WHAT YOU NEED TO DO –
Carry on the college-preparation advice below from the point where it stops.

Hi Dylan! Bs are pretty good for high school and even college as well! It does depend on some programs to have more As than Bs; for example if planning to apply to medical or law school (just as a side note). If you mean how to prepare for classes in cc, I would recommend to stay organized, carry a planner and mark down important dates for assignments and exams; I would also attend class and not miss any. Attending class allows you stay interactive and engaged with the course curriculum and it will motivate you further to study for the class and get a good grade; sometimes when students miss class it can be difficult to stay on top of the work therefore always attend class. With class you should also attend office hours to get to know your professors better, especially if you might need a reference or recommendation letter for an internship , job or furthering education at a 4 year university. Lastly, set time each day to study for your classes, the more credits you take the more you should be studying each day; read, take notes, quiz yourself, make notecards/flashcards (Quizlet is helpful as you can make the notecards online and even star the ones you want to redo, you can also test your knowledge with practice tests). There are also tutoring services as well so definitely use them especially for when you struggle in a subject and early too! Honestly in the end being prepared for college means balancing your life; your social life, work life and academic life because it's being able to take responsibility for yourself and know that even though you have more independence to use it wisely.

I hope this helps!
Best of luck future undergrad!
0
0
Updated
Share a link to this answer
Share a link to this answer

Kim’s Answer

Dylan,

Only you know you! Did you get B's in HS by struggling, or, was it easy, and, if you had tried, you would have had A's?

My recommendations:
1. Don't overload yourself your first semester. College takes some getting used to. If you take 15 hrs with a lot of reading, you set yourself up for failure. You need to set yourself up for success! Take 12 hrs, (or, 13 if there is a short library/college orientation class).

2. Understand scheduling. You pick your classes, and, the times they meet. If you schedule a class for 8 a.m. and your brain doesn't wake up until 9:30, again, you are setting yourself up for failure. Schedule classes for the times of day when your brain is most alert!

3. More on scheduling: Include some room in your schedule for eating, visiting with friends, and studying. This should be a block of time equivalent to two class periods. So, you might have 2 classes from 9-11, and then no more classes until 1 pm. A one-hour block isn't enough!

THE DATA –
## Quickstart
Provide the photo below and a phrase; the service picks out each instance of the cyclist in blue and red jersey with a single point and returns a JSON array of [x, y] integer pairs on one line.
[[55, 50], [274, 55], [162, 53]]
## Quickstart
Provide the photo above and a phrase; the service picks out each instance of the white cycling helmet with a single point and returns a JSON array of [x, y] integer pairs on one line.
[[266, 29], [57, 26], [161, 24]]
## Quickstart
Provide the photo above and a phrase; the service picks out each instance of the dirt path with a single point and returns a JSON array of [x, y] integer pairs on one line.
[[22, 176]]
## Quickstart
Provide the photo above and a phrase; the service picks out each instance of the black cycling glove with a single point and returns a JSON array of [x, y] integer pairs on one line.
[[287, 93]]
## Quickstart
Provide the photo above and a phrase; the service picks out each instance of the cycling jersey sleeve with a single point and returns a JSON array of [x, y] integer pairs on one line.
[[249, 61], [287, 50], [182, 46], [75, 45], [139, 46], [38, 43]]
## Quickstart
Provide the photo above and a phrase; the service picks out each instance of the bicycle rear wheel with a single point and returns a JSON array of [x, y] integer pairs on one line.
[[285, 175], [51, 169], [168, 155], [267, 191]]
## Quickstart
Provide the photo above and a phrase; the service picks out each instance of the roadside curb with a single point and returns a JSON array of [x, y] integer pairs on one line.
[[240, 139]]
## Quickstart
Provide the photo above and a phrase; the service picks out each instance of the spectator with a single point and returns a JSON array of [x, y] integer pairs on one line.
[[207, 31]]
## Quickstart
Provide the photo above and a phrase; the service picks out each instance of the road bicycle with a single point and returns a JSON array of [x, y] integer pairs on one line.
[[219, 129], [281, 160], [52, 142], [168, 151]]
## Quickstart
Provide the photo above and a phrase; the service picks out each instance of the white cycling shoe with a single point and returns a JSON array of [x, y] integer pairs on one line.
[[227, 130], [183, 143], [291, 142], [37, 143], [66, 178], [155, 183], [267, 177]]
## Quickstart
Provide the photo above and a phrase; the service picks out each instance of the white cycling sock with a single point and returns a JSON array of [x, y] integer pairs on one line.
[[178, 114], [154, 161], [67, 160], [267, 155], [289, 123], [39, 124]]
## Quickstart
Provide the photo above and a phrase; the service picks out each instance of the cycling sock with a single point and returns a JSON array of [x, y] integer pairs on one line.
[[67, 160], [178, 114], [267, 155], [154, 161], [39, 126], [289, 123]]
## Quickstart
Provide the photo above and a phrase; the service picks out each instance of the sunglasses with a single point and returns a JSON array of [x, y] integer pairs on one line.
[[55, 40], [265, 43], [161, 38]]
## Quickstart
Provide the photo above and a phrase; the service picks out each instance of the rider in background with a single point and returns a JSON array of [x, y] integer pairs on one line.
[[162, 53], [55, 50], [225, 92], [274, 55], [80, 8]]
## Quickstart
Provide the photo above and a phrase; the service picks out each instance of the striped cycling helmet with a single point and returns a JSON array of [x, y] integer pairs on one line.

RESULT OF THE EXERCISE –
4. And, don't try to do all your classes on one day, unless you have to! You can take two on M/W/F and two on T/Th. With that schedule, you might have one class from 9-10, take a break from 10-12, and another class from 12-1. Or, you might take the two classes back to back, and have study time afterwards. You also want time to cram right before an exam, possibly, so, keep that in mind!

5. Keep up with your reading and assignments. That is CRITICAL. Do the readings prior to lecture, and review very soon after lecture.

6. Figure out what study style works best for you. It does not good to read a chapter three times if it does sink in! You need to write notes as you read, make flashcards, etc. Figure out what works, and remember it does no good to study when you are tired!

7. If you are struggling, GET HELP, before falling too far behind. There are various student support services on campus. Become familiar with them BEFORE you need them! There's nothing wrong with asking for help!

8. Have friends in the class, so, if you miss, you can get the notes.

9. On the first day of class, the professor will hand out the syllabus. This will tell you the schedule for the semester, required textbooks, etc. The one question I recommend you ask is this: "On the test, what percentage of the questions are from the readings, and what percentage is from the lectures?" I hate studying books, only to find the test is completely lecture-based.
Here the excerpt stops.